El primer ministro Mark Carney ha puesto sobre la mesa un proyecto de ley que podría redefinir el equilibrio entre desarrollo económico, protección ambiental y derechos democráticos en Canadá. Presentado como una respuesta urgente a una crisis económica y comercial, el Proyecto de Ley C-5 promete facilitar la construcción de grandes proyectos considerados “de interés nacional”. Sin embargo, detrás de ese discurso pragmático se esconde una peligrosa concesión de poder que merece una revisión profunda y una alerta ciudadana.
El proyecto combina dos leyes distintas: la Ley de Libre Comercio y Movilidad Laboral en Canadá, con amplio apoyo; y la Ley de Construcción de Canadá, que plantea serios cuestionamientos legales, éticos y ambientales. Es esta segunda parte la que ha encendido las alarmas entre pueblos indígenas, organizaciones ambientalistas y defensores de los derechos civiles. Y con razón.
De aprobarse, el gabinete podrá eludir 13 leyes y 7 regulaciones ambientales clave —como la Ley de Evaluación de Impacto o la Ley de Especies en Riesgo— durante un periodo de cinco años, para aprobar obras que el gobierno considere prioritarias. No está claro qué criterios objetivos determinarán ese “interés nacional”. De hecho, la ley permite que el ministro de Asuntos Intergubernamentales, Dominic LeBlanc, imponga condiciones a discreción, sin obligación legal de seguir recomendaciones técnicas ni de revelar sus decisiones al público. Esto abre la puerta a un centralismo opaco, vulnerable al lobby corporativo y ajeno a la rendición de cuentas.

^^^^^^^^

» **Instrucciones**
Continúa el texto sobre el Proyecto de Ley C-5 a partir del punto en que se detiene. Los registros no guardan relación con el texto sobre el Proyecto de Ley C-5.

(Datos de localización con un punto por instancia)
^^^^^^^^

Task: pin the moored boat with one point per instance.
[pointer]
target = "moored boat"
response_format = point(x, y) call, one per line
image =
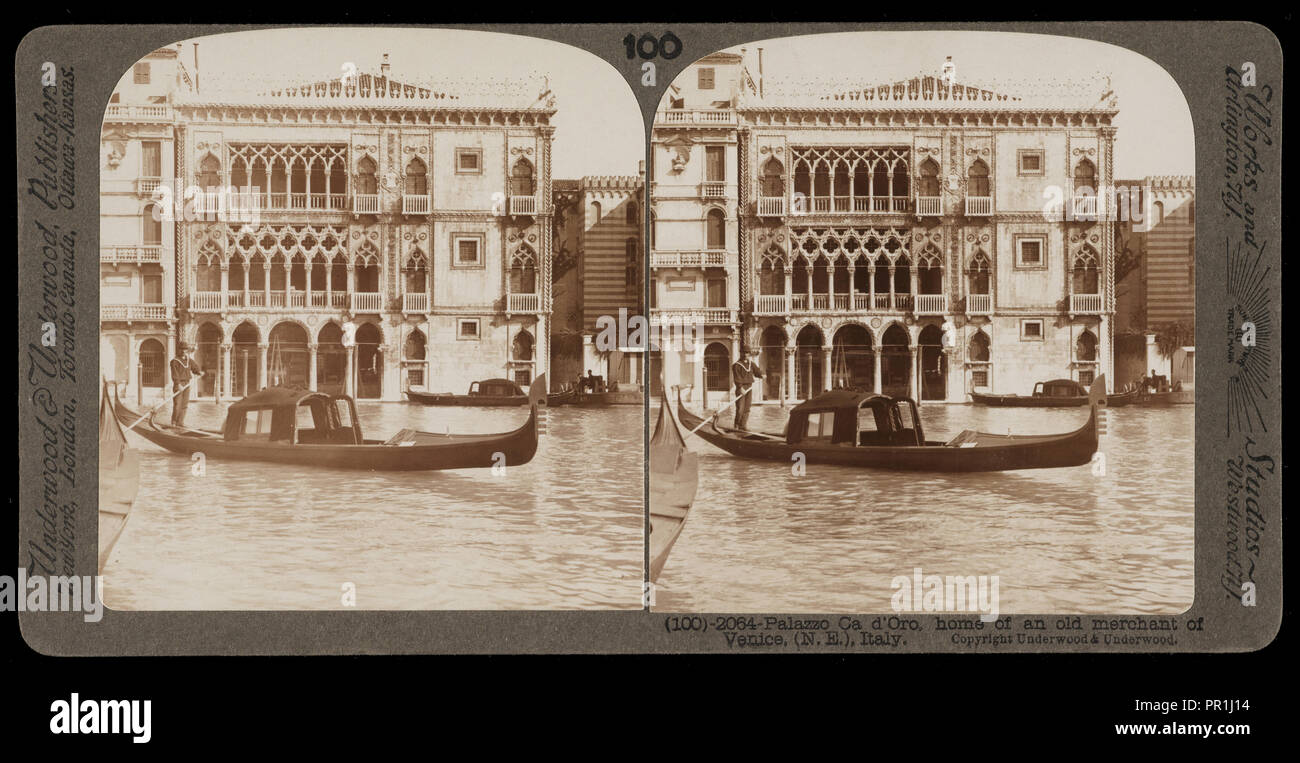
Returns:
point(674, 480)
point(118, 480)
point(1060, 393)
point(316, 429)
point(854, 428)
point(493, 391)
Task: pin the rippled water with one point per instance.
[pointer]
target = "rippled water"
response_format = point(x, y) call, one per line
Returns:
point(759, 540)
point(563, 532)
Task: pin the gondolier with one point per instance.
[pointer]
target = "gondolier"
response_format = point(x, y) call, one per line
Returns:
point(185, 369)
point(744, 372)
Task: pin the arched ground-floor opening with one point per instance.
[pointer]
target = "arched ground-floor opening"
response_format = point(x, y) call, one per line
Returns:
point(934, 364)
point(771, 347)
point(369, 362)
point(716, 371)
point(289, 356)
point(208, 354)
point(152, 364)
point(853, 363)
point(896, 362)
point(245, 362)
point(807, 380)
point(330, 359)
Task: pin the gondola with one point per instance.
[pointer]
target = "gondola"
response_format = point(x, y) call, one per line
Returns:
point(1060, 393)
point(674, 478)
point(854, 428)
point(488, 393)
point(118, 478)
point(316, 429)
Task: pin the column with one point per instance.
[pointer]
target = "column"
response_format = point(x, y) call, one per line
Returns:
point(349, 387)
point(826, 368)
point(913, 387)
point(263, 381)
point(791, 391)
point(226, 371)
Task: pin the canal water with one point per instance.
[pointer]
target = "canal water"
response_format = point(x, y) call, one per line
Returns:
point(563, 532)
point(761, 540)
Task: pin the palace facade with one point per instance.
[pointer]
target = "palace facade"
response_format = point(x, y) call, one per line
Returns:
point(362, 234)
point(923, 237)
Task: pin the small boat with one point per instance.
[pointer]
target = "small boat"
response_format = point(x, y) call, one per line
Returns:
point(1060, 393)
point(316, 429)
point(118, 478)
point(856, 428)
point(674, 478)
point(560, 398)
point(493, 391)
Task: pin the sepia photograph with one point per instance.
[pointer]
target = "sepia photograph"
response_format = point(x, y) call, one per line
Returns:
point(352, 289)
point(926, 313)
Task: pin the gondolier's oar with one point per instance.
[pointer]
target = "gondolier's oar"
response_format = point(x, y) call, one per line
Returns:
point(151, 411)
point(729, 403)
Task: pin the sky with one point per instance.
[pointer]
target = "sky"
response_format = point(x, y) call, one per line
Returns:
point(598, 125)
point(1153, 126)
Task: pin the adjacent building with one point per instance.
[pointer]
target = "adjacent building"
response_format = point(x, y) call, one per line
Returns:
point(924, 237)
point(363, 234)
point(1156, 280)
point(138, 317)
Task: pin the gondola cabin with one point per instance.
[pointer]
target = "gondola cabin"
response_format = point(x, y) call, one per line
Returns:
point(853, 417)
point(1060, 387)
point(495, 387)
point(294, 416)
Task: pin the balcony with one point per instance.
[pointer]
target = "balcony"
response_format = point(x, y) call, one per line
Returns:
point(146, 186)
point(713, 189)
point(131, 254)
point(134, 312)
point(138, 113)
point(979, 304)
point(523, 204)
point(415, 204)
point(931, 304)
point(771, 304)
point(930, 206)
point(365, 203)
point(694, 316)
point(771, 206)
point(1086, 303)
point(1083, 207)
point(852, 204)
point(365, 302)
point(696, 117)
point(524, 303)
point(979, 206)
point(710, 259)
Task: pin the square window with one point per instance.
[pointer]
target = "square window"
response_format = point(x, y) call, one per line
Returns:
point(469, 161)
point(1030, 161)
point(467, 329)
point(1031, 330)
point(467, 251)
point(1031, 251)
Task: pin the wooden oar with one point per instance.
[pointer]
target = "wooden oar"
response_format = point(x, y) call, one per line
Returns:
point(154, 410)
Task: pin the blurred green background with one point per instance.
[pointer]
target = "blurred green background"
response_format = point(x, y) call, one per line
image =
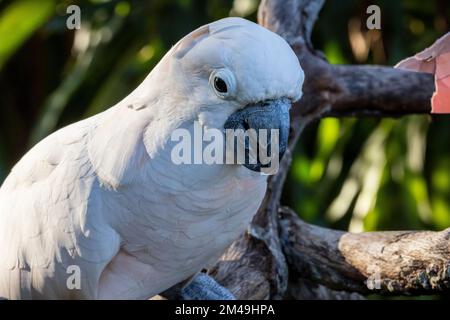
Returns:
point(351, 174)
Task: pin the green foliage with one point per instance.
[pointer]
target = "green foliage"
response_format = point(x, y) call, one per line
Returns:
point(357, 174)
point(18, 21)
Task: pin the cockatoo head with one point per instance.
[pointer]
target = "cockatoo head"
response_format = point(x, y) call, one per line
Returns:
point(229, 74)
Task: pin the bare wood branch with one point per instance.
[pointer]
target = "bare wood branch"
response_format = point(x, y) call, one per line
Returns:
point(401, 262)
point(398, 262)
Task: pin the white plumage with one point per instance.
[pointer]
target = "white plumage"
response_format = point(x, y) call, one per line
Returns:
point(103, 194)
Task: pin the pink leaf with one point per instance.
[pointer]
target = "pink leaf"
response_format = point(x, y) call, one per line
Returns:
point(435, 60)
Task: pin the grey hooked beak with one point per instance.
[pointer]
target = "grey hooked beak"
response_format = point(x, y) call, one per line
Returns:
point(273, 116)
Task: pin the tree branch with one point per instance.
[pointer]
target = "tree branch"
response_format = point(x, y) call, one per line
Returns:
point(400, 262)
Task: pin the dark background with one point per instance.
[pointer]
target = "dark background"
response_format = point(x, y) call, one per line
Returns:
point(352, 174)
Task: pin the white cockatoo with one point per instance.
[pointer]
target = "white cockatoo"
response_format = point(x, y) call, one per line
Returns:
point(102, 198)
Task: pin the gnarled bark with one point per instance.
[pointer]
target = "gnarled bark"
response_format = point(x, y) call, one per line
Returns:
point(281, 256)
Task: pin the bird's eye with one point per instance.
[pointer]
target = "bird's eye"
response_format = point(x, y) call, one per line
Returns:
point(220, 85)
point(223, 83)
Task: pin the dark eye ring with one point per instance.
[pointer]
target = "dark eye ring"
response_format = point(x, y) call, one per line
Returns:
point(220, 85)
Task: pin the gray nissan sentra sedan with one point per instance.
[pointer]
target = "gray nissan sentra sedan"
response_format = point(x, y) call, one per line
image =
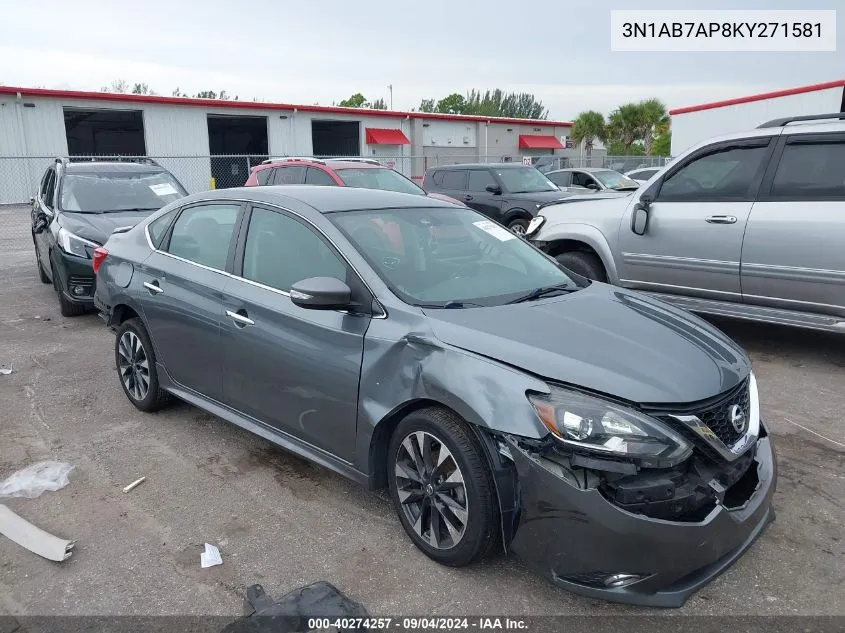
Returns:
point(612, 441)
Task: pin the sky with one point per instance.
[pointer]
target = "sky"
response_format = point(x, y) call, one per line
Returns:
point(321, 52)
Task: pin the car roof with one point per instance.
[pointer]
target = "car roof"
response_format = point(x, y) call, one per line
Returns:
point(101, 167)
point(476, 166)
point(321, 199)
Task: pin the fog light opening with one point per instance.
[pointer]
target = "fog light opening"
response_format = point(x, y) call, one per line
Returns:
point(620, 580)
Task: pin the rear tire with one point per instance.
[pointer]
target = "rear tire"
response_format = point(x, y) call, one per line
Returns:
point(134, 358)
point(442, 488)
point(585, 264)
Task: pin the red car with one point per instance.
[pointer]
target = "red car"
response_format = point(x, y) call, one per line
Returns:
point(339, 172)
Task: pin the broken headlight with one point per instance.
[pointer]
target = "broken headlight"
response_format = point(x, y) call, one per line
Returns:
point(591, 424)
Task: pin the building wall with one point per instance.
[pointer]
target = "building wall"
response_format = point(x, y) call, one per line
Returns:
point(690, 128)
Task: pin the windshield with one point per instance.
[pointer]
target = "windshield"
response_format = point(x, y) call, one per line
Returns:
point(614, 180)
point(378, 178)
point(119, 191)
point(437, 256)
point(524, 180)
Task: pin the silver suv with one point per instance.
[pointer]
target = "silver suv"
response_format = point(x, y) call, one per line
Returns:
point(749, 225)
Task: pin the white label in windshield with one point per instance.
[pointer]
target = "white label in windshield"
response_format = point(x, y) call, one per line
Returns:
point(164, 189)
point(495, 230)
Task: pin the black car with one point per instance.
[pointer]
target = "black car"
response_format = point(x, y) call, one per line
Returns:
point(612, 441)
point(77, 207)
point(510, 193)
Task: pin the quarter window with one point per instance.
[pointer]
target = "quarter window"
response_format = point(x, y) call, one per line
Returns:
point(281, 251)
point(158, 227)
point(811, 171)
point(479, 179)
point(203, 234)
point(726, 174)
point(288, 175)
point(314, 176)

^^^^^^^^

» **Respuesta**
La pregunta que debemos hacernos como sociedad es: ¿queremos vivir en un país donde los grandes proyectos se aprueban antes de evaluar su impacto ecológico, social o económico? La comparación es tan gráfica como absurda: sería como entregar una licencia de conducir antes del examen práctico. La participación pública se convierte en una simulación sin consecuencias reales; ningún reclamo ciudadano, por fundamentado que sea, podrá revertir una decisión ya tomada por el gabinete.
El argumento oficial es que se trata de una medida excepcional ante una “crisis provocada por nuestros vecinos del sur”. Pero acelerar el desarrollo no puede ser excusa para sacrificar los principios democráticos, la protección del medio ambiente o los derechos de los pueblos originarios. El remedio podría ser peor que la enfermedad: proyectos mal evaluados, impactos irreversibles y un precedente institucional que habilite a futuros gobiernos a gobernar sin contrapesos.
En tiempos de urgencia, es cuando más se necesita la serenidad democrática. El Proyecto de Ley C-5 no puede avanzar sin una revisión a fondo, sin debate público real, sin salvaguardas legales. El país necesita soluciones, sí, pero no a costa de la transparencia ni del futuro ambiental de Canadá.
El Parlamento debe detener este embate legislativo y someter el proyecto al escrutinio que merece. Porque construir a lo grande no significa arrasar con todo.